------ Extracted records ------

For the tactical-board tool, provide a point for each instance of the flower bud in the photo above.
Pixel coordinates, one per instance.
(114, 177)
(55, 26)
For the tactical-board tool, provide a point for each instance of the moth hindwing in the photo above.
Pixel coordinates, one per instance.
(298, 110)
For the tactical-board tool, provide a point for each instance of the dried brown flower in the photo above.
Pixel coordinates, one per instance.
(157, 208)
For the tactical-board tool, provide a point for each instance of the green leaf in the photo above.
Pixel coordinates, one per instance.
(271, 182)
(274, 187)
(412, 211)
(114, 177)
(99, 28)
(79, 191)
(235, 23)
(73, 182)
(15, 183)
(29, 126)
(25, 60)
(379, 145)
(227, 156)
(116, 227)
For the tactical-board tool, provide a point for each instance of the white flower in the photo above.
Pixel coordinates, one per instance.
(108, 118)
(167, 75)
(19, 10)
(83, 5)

------

▶ [What is needed]: Every line from the one holding "hindwing in the photo above." through the final line of the listing must be echoed exactly; leave out all other lines.

▶ [Exercise solution]:
For the tactical-board tool, provide a point for each instance of the moth hindwing in the photo above.
Pixel coordinates, one per instance.
(298, 110)
For the tactical-board tool, provide a point for each instance of the dried brown flower in the photo above.
Pixel coordinates, one per instance.
(157, 208)
For the tactical-board tool, provide a point for each instance of the green leaf in the photo above.
Pixel coordinates, one per instance.
(271, 182)
(274, 187)
(412, 211)
(114, 177)
(99, 28)
(79, 191)
(235, 23)
(73, 182)
(15, 183)
(29, 126)
(25, 60)
(379, 145)
(227, 156)
(116, 227)
For the tactical-board tool, provide a point for each instance of the white flower in the photo above.
Pixel coordinates, one per instance.
(108, 118)
(167, 75)
(19, 10)
(83, 5)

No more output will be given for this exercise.